→ Exercise inputs
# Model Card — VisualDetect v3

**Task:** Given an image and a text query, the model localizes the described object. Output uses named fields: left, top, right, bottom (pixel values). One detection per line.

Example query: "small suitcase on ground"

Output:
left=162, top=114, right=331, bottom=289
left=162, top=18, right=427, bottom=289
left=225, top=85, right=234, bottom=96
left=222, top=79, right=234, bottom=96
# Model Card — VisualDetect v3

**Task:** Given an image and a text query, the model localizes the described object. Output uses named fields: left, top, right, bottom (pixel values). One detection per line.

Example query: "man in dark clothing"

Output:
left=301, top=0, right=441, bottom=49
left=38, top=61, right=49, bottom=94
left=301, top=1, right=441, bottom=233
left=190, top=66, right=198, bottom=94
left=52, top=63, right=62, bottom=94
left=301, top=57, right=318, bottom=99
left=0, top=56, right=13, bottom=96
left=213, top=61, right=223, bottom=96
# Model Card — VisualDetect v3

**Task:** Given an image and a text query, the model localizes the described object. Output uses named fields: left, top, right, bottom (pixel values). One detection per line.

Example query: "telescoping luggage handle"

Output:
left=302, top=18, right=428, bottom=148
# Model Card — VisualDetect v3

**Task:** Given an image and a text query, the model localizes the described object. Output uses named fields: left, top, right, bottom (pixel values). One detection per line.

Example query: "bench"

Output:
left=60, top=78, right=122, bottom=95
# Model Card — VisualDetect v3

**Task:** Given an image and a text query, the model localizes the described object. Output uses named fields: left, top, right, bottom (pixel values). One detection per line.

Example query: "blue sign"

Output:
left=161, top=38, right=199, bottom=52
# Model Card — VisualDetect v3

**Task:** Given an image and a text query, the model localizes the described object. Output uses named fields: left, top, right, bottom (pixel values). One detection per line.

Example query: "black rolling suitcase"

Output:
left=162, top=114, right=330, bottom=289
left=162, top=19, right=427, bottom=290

→ Your task
Read the listing. Copy each line that has the word "Example" in it.

→ Output below
Example query: "small suitcase on ground"
Example query: "man in dark clothing"
Example query: "telescoping luggage handle"
Example query: "bench"
Example query: "blue sign"
Example query: "black rolling suitcase"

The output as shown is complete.